··· DATA TO PROCESS

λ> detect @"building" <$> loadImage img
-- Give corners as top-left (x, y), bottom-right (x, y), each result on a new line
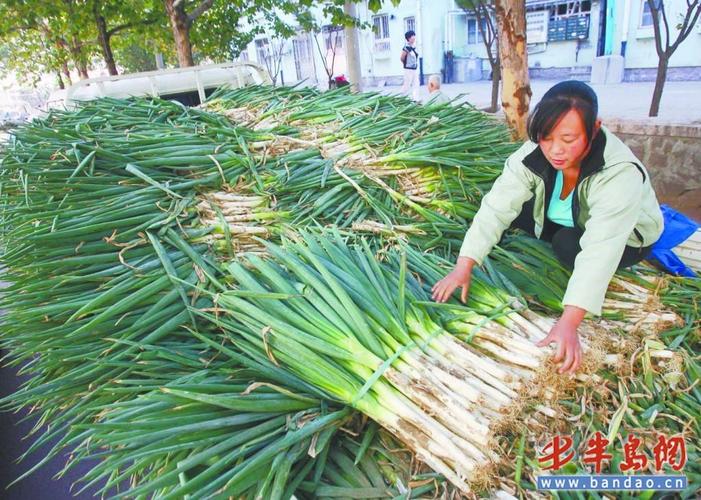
top-left (354, 0), bottom-right (449, 86)
top-left (240, 0), bottom-right (701, 87)
top-left (454, 0), bottom-right (701, 81)
top-left (607, 0), bottom-right (701, 80)
top-left (239, 1), bottom-right (452, 88)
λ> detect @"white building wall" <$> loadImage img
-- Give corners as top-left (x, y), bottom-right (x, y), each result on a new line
top-left (612, 0), bottom-right (701, 69)
top-left (457, 1), bottom-right (602, 69)
top-left (280, 43), bottom-right (298, 85)
top-left (355, 0), bottom-right (450, 84)
top-left (241, 0), bottom-right (699, 87)
top-left (419, 0), bottom-right (450, 75)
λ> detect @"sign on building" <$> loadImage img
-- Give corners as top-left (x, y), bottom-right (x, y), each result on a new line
top-left (527, 10), bottom-right (550, 44)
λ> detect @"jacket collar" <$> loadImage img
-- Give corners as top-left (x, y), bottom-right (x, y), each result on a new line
top-left (522, 129), bottom-right (607, 179)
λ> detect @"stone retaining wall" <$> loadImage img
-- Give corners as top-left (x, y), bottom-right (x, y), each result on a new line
top-left (605, 120), bottom-right (701, 221)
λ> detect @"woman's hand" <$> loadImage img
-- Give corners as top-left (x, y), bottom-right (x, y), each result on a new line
top-left (431, 257), bottom-right (475, 303)
top-left (536, 306), bottom-right (586, 374)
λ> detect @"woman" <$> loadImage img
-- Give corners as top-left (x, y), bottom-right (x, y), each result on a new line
top-left (400, 30), bottom-right (419, 101)
top-left (432, 81), bottom-right (663, 375)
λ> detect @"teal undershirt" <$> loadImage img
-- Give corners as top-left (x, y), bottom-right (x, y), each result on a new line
top-left (547, 170), bottom-right (575, 228)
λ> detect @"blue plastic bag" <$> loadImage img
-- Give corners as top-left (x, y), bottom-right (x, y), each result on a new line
top-left (649, 205), bottom-right (699, 277)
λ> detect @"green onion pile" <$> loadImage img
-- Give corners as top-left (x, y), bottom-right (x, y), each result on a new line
top-left (0, 86), bottom-right (698, 498)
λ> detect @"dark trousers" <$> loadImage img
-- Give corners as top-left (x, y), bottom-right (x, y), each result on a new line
top-left (510, 200), bottom-right (652, 270)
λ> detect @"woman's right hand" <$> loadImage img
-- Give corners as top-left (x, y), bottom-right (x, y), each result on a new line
top-left (431, 257), bottom-right (475, 303)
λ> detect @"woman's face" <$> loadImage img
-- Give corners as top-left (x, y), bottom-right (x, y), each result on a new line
top-left (538, 109), bottom-right (591, 172)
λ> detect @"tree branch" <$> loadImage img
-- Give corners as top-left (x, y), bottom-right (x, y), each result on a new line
top-left (330, 29), bottom-right (340, 78)
top-left (477, 2), bottom-right (498, 65)
top-left (647, 0), bottom-right (665, 57)
top-left (188, 0), bottom-right (215, 23)
top-left (659, 0), bottom-right (671, 51)
top-left (671, 0), bottom-right (700, 52)
top-left (462, 0), bottom-right (498, 66)
top-left (0, 24), bottom-right (37, 37)
top-left (106, 16), bottom-right (159, 37)
top-left (312, 31), bottom-right (333, 78)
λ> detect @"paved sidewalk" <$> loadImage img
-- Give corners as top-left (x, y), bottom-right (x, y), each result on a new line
top-left (365, 79), bottom-right (701, 125)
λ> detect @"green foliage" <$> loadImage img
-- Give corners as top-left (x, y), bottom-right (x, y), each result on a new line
top-left (0, 0), bottom-right (406, 82)
top-left (112, 43), bottom-right (158, 73)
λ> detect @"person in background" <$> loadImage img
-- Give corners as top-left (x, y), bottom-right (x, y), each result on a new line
top-left (400, 30), bottom-right (419, 101)
top-left (427, 75), bottom-right (450, 105)
top-left (432, 81), bottom-right (664, 375)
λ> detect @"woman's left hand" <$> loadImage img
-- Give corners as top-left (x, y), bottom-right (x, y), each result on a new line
top-left (537, 306), bottom-right (586, 374)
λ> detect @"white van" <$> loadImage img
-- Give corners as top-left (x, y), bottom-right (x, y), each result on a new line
top-left (59, 61), bottom-right (271, 108)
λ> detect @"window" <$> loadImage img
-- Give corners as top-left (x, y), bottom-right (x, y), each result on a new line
top-left (373, 14), bottom-right (390, 40)
top-left (373, 14), bottom-right (391, 52)
top-left (293, 36), bottom-right (314, 81)
top-left (237, 50), bottom-right (249, 62)
top-left (640, 0), bottom-right (654, 27)
top-left (255, 38), bottom-right (270, 64)
top-left (404, 16), bottom-right (415, 33)
top-left (467, 18), bottom-right (488, 45)
top-left (322, 25), bottom-right (344, 50)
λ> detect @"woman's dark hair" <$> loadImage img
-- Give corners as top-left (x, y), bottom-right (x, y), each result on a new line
top-left (527, 80), bottom-right (599, 144)
top-left (405, 30), bottom-right (416, 41)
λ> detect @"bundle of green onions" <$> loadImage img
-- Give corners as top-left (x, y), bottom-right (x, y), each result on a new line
top-left (192, 229), bottom-right (591, 491)
top-left (0, 88), bottom-right (697, 498)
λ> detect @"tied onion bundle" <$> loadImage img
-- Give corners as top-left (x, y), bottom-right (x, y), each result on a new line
top-left (194, 229), bottom-right (583, 491)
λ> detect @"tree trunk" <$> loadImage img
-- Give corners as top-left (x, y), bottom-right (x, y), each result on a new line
top-left (77, 64), bottom-right (90, 79)
top-left (69, 36), bottom-right (89, 79)
top-left (343, 1), bottom-right (362, 92)
top-left (73, 55), bottom-right (89, 79)
top-left (494, 0), bottom-right (531, 140)
top-left (95, 13), bottom-right (118, 75)
top-left (164, 0), bottom-right (194, 67)
top-left (74, 55), bottom-right (89, 79)
top-left (649, 55), bottom-right (668, 117)
top-left (54, 38), bottom-right (74, 85)
top-left (490, 63), bottom-right (500, 113)
top-left (56, 72), bottom-right (65, 90)
top-left (62, 62), bottom-right (73, 86)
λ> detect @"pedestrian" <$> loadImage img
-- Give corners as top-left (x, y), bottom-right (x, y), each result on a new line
top-left (427, 75), bottom-right (449, 104)
top-left (400, 30), bottom-right (419, 101)
top-left (432, 81), bottom-right (664, 375)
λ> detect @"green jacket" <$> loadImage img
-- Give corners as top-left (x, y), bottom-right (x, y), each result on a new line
top-left (459, 126), bottom-right (664, 315)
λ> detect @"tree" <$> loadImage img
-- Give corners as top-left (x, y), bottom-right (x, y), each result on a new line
top-left (0, 0), bottom-right (171, 82)
top-left (163, 0), bottom-right (217, 66)
top-left (256, 37), bottom-right (287, 86)
top-left (62, 0), bottom-right (93, 79)
top-left (646, 0), bottom-right (701, 117)
top-left (343, 1), bottom-right (362, 92)
top-left (0, 1), bottom-right (95, 83)
top-left (457, 0), bottom-right (500, 112)
top-left (0, 0), bottom-right (401, 86)
top-left (91, 0), bottom-right (165, 75)
top-left (312, 25), bottom-right (343, 89)
top-left (0, 31), bottom-right (66, 87)
top-left (113, 42), bottom-right (161, 73)
top-left (493, 0), bottom-right (531, 140)
top-left (162, 0), bottom-right (309, 67)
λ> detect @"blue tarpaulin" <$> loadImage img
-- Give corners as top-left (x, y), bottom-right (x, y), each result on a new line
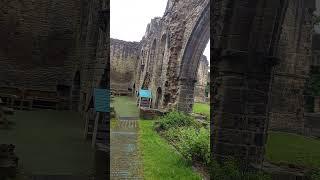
top-left (94, 88), bottom-right (110, 112)
top-left (139, 89), bottom-right (152, 98)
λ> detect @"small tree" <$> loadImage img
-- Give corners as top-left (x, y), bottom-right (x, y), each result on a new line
top-left (314, 14), bottom-right (320, 26)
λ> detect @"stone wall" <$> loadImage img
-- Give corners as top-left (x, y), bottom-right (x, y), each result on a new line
top-left (194, 55), bottom-right (209, 102)
top-left (304, 113), bottom-right (320, 137)
top-left (110, 39), bottom-right (140, 92)
top-left (269, 1), bottom-right (314, 133)
top-left (0, 0), bottom-right (81, 91)
top-left (133, 0), bottom-right (210, 112)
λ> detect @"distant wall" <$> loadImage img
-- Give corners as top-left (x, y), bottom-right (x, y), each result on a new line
top-left (194, 55), bottom-right (209, 102)
top-left (110, 38), bottom-right (140, 91)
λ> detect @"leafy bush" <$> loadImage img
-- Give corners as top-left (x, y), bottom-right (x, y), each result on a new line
top-left (163, 127), bottom-right (210, 165)
top-left (311, 169), bottom-right (320, 180)
top-left (210, 158), bottom-right (272, 180)
top-left (155, 111), bottom-right (198, 131)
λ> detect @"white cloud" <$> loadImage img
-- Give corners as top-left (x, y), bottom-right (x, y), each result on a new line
top-left (110, 0), bottom-right (210, 64)
top-left (110, 0), bottom-right (167, 41)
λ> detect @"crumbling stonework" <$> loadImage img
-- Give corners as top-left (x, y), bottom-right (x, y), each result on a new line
top-left (194, 55), bottom-right (209, 103)
top-left (269, 1), bottom-right (315, 134)
top-left (110, 39), bottom-right (140, 93)
top-left (110, 0), bottom-right (210, 111)
top-left (0, 0), bottom-right (81, 91)
top-left (211, 0), bottom-right (315, 168)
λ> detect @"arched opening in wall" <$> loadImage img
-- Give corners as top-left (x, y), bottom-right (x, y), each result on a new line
top-left (155, 87), bottom-right (162, 109)
top-left (71, 71), bottom-right (81, 111)
top-left (148, 39), bottom-right (157, 73)
top-left (133, 83), bottom-right (136, 96)
top-left (177, 4), bottom-right (210, 113)
top-left (158, 34), bottom-right (167, 76)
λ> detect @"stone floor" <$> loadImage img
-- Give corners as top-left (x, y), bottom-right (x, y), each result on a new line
top-left (110, 96), bottom-right (143, 179)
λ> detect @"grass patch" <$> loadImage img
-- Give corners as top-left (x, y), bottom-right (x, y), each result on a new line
top-left (111, 118), bottom-right (118, 129)
top-left (193, 103), bottom-right (210, 117)
top-left (266, 131), bottom-right (320, 169)
top-left (112, 96), bottom-right (139, 117)
top-left (139, 120), bottom-right (202, 179)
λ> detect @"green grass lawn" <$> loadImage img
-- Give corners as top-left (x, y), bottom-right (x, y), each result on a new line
top-left (266, 132), bottom-right (320, 169)
top-left (138, 120), bottom-right (202, 180)
top-left (112, 96), bottom-right (139, 117)
top-left (193, 103), bottom-right (210, 117)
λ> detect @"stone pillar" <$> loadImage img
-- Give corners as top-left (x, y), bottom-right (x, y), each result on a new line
top-left (314, 96), bottom-right (320, 112)
top-left (177, 79), bottom-right (197, 113)
top-left (211, 49), bottom-right (278, 169)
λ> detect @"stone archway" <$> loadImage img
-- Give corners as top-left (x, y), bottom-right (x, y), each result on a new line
top-left (209, 0), bottom-right (294, 168)
top-left (174, 0), bottom-right (295, 168)
top-left (176, 3), bottom-right (210, 113)
top-left (71, 71), bottom-right (81, 111)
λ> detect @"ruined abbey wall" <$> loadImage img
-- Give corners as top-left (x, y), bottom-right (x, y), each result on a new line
top-left (110, 39), bottom-right (140, 91)
top-left (269, 1), bottom-right (315, 133)
top-left (77, 0), bottom-right (109, 111)
top-left (132, 0), bottom-right (210, 111)
top-left (194, 55), bottom-right (209, 102)
top-left (0, 0), bottom-right (81, 91)
top-left (0, 0), bottom-right (109, 112)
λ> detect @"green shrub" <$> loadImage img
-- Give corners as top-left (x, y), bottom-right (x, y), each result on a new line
top-left (155, 111), bottom-right (197, 131)
top-left (178, 127), bottom-right (210, 164)
top-left (311, 169), bottom-right (320, 180)
top-left (162, 127), bottom-right (180, 142)
top-left (163, 126), bottom-right (210, 165)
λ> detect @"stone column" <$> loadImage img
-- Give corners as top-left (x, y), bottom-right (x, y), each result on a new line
top-left (176, 79), bottom-right (197, 113)
top-left (211, 49), bottom-right (278, 169)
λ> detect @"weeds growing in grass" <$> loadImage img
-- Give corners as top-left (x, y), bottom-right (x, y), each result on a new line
top-left (155, 111), bottom-right (200, 131)
top-left (210, 158), bottom-right (272, 180)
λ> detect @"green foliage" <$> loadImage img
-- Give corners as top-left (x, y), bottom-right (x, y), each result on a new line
top-left (193, 103), bottom-right (210, 119)
top-left (304, 67), bottom-right (320, 112)
top-left (308, 72), bottom-right (320, 96)
top-left (210, 158), bottom-right (272, 180)
top-left (155, 111), bottom-right (197, 131)
top-left (266, 132), bottom-right (320, 169)
top-left (205, 82), bottom-right (210, 97)
top-left (164, 127), bottom-right (210, 165)
top-left (311, 169), bottom-right (320, 180)
top-left (305, 67), bottom-right (320, 97)
top-left (139, 120), bottom-right (202, 179)
top-left (315, 15), bottom-right (320, 26)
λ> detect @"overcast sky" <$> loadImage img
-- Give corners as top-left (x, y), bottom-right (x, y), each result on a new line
top-left (110, 0), bottom-right (210, 64)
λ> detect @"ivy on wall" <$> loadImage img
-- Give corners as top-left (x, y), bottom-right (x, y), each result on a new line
top-left (315, 15), bottom-right (320, 26)
top-left (205, 82), bottom-right (209, 97)
top-left (305, 67), bottom-right (320, 112)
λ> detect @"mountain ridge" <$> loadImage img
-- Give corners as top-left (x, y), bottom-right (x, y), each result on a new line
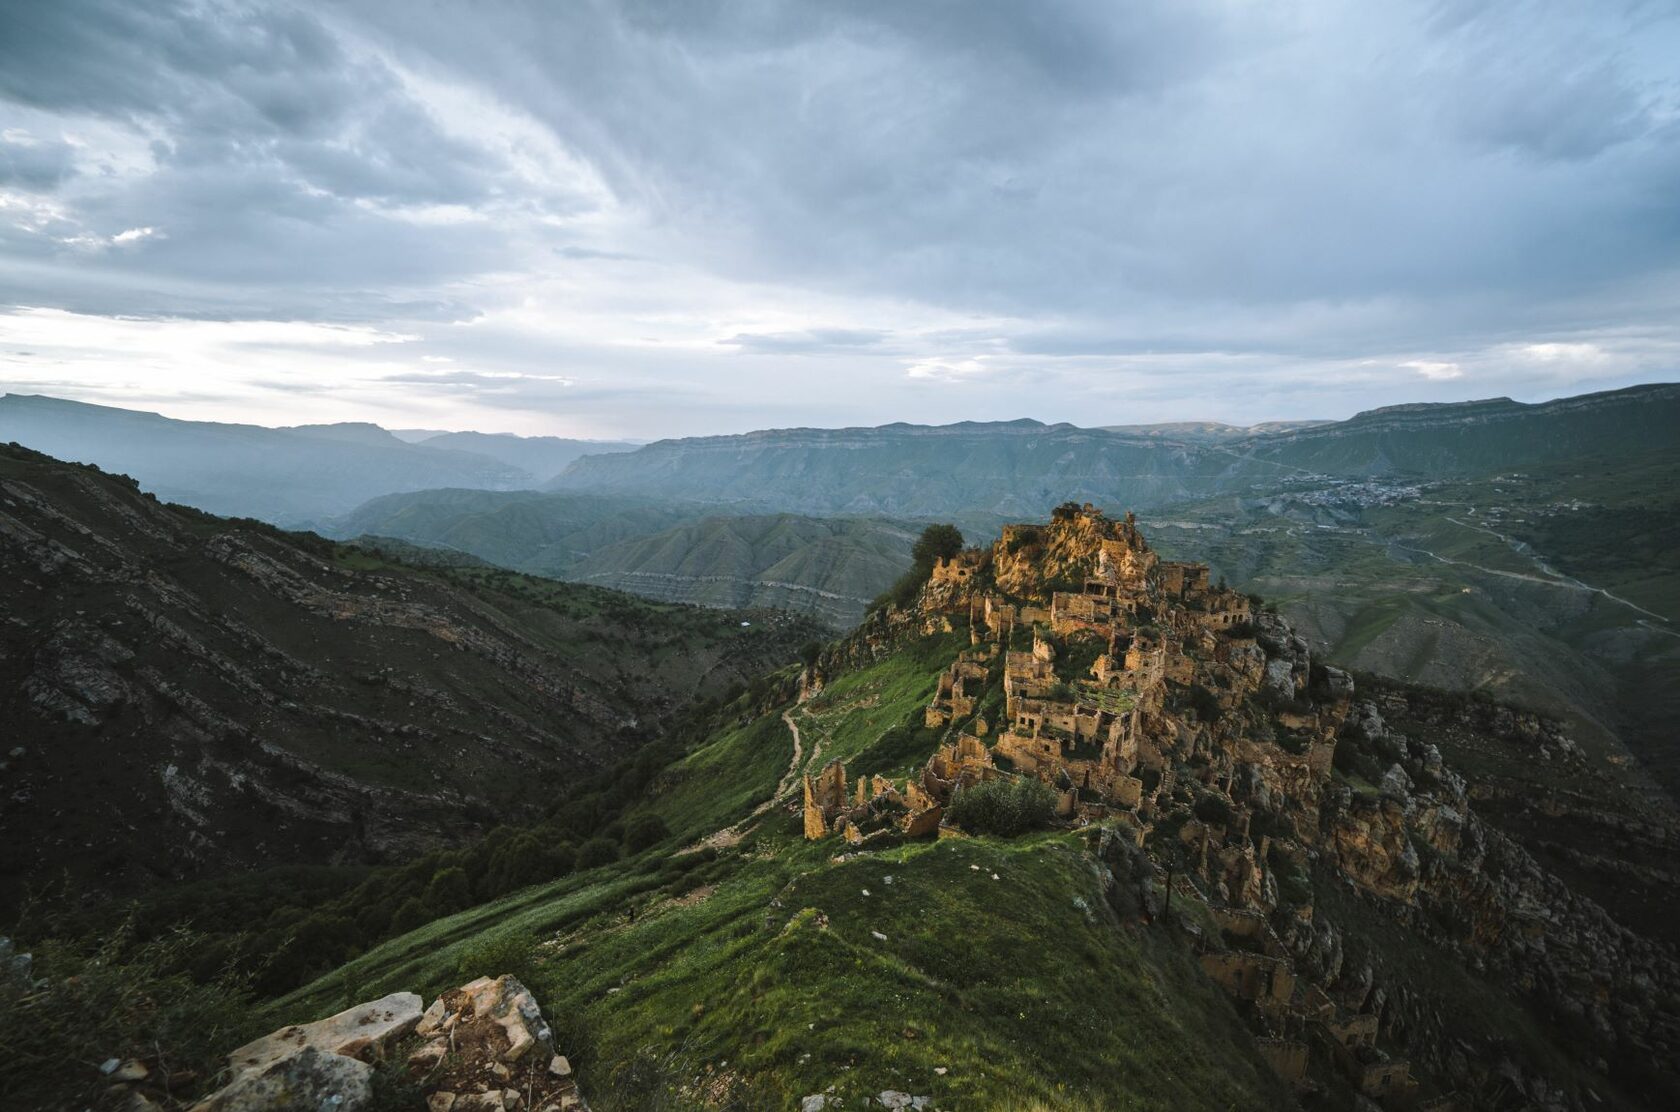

······

_DIRECTIONS FOR THIS TASK:_ Search the listing for "white" and copy each line holding it.

_REPLY:_
λ> detect @"white building wall" <$> loadImage img
λ> detect @"white van" <$> loadImage img
λ> detect @"white cloud" <$> loadImage img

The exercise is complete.